▸ **Task**: Write the records out again exactly, leaving no images in.

▸ **Supplied entries**:
■ ■ ■ ■ ■

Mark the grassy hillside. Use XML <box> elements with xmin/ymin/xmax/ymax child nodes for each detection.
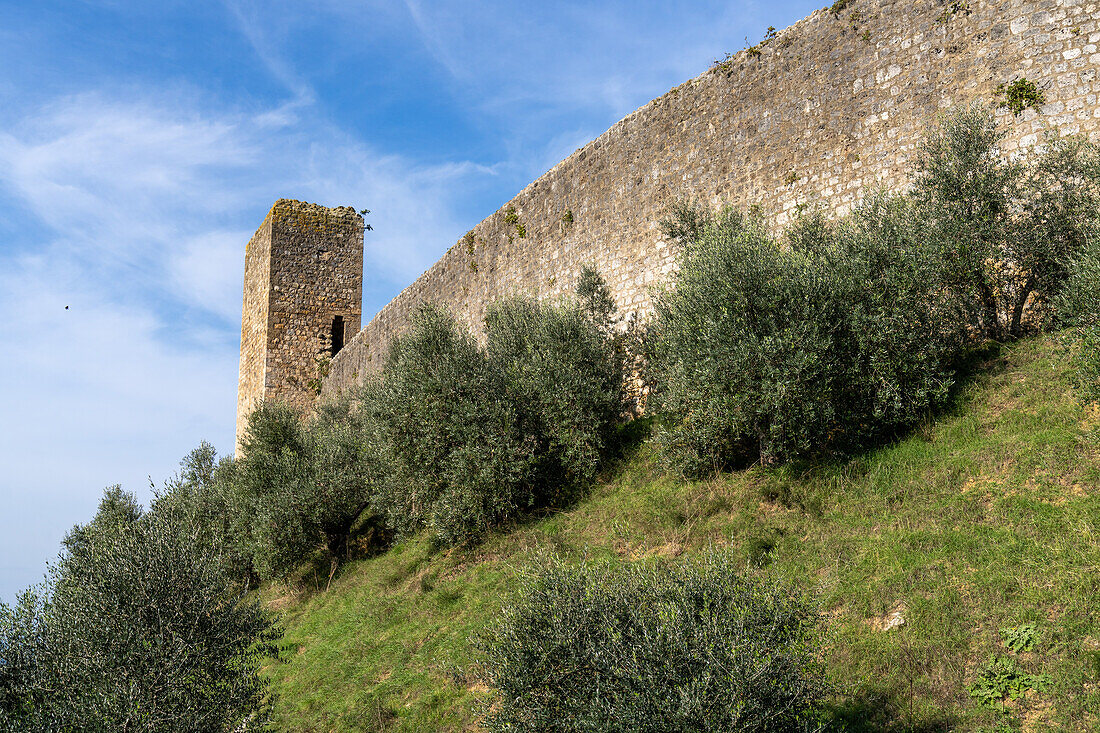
<box><xmin>264</xmin><ymin>338</ymin><xmax>1100</xmax><ymax>731</ymax></box>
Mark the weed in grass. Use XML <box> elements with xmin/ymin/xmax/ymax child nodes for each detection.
<box><xmin>1001</xmin><ymin>624</ymin><xmax>1038</xmax><ymax>652</ymax></box>
<box><xmin>967</xmin><ymin>654</ymin><xmax>1051</xmax><ymax>710</ymax></box>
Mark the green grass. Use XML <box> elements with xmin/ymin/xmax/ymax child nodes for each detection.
<box><xmin>264</xmin><ymin>338</ymin><xmax>1100</xmax><ymax>731</ymax></box>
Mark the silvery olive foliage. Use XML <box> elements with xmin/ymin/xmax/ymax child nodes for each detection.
<box><xmin>365</xmin><ymin>299</ymin><xmax>536</xmax><ymax>545</ymax></box>
<box><xmin>475</xmin><ymin>551</ymin><xmax>826</xmax><ymax>733</ymax></box>
<box><xmin>227</xmin><ymin>397</ymin><xmax>384</xmax><ymax>579</ymax></box>
<box><xmin>913</xmin><ymin>105</ymin><xmax>1100</xmax><ymax>341</ymax></box>
<box><xmin>0</xmin><ymin>488</ymin><xmax>279</xmax><ymax>733</ymax></box>
<box><xmin>371</xmin><ymin>276</ymin><xmax>623</xmax><ymax>545</ymax></box>
<box><xmin>650</xmin><ymin>194</ymin><xmax>960</xmax><ymax>474</ymax></box>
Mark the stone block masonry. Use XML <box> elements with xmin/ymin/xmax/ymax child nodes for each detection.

■ ■ ■ ■ ■

▸ **Full answer**:
Mark the grassy hillside. Use XML <box> elements with xmin/ymin/xmax/ymax child nodes for each detection.
<box><xmin>264</xmin><ymin>338</ymin><xmax>1100</xmax><ymax>731</ymax></box>
Mark the weed in grass. Use XML <box> elements with xmin/ymin/xmax/ymax child nodes for each detection.
<box><xmin>1001</xmin><ymin>624</ymin><xmax>1038</xmax><ymax>652</ymax></box>
<box><xmin>967</xmin><ymin>654</ymin><xmax>1051</xmax><ymax>710</ymax></box>
Mark the green grass. Use XML <box> elements with xmin/ymin/xmax/ymax child nodes for each detection.
<box><xmin>264</xmin><ymin>338</ymin><xmax>1100</xmax><ymax>731</ymax></box>
Mark the silvery olive foliage. Use XML <box> elements with xmin/ymin/xmax/ymax child nodes for each detection.
<box><xmin>365</xmin><ymin>299</ymin><xmax>536</xmax><ymax>545</ymax></box>
<box><xmin>475</xmin><ymin>551</ymin><xmax>826</xmax><ymax>733</ymax></box>
<box><xmin>227</xmin><ymin>397</ymin><xmax>384</xmax><ymax>579</ymax></box>
<box><xmin>913</xmin><ymin>105</ymin><xmax>1100</xmax><ymax>341</ymax></box>
<box><xmin>0</xmin><ymin>488</ymin><xmax>279</xmax><ymax>733</ymax></box>
<box><xmin>371</xmin><ymin>276</ymin><xmax>623</xmax><ymax>545</ymax></box>
<box><xmin>650</xmin><ymin>194</ymin><xmax>960</xmax><ymax>474</ymax></box>
Mark the stone block masonry. Use XML <box> elements with xmin/ymin/xmax/ymax child nodes for each detection.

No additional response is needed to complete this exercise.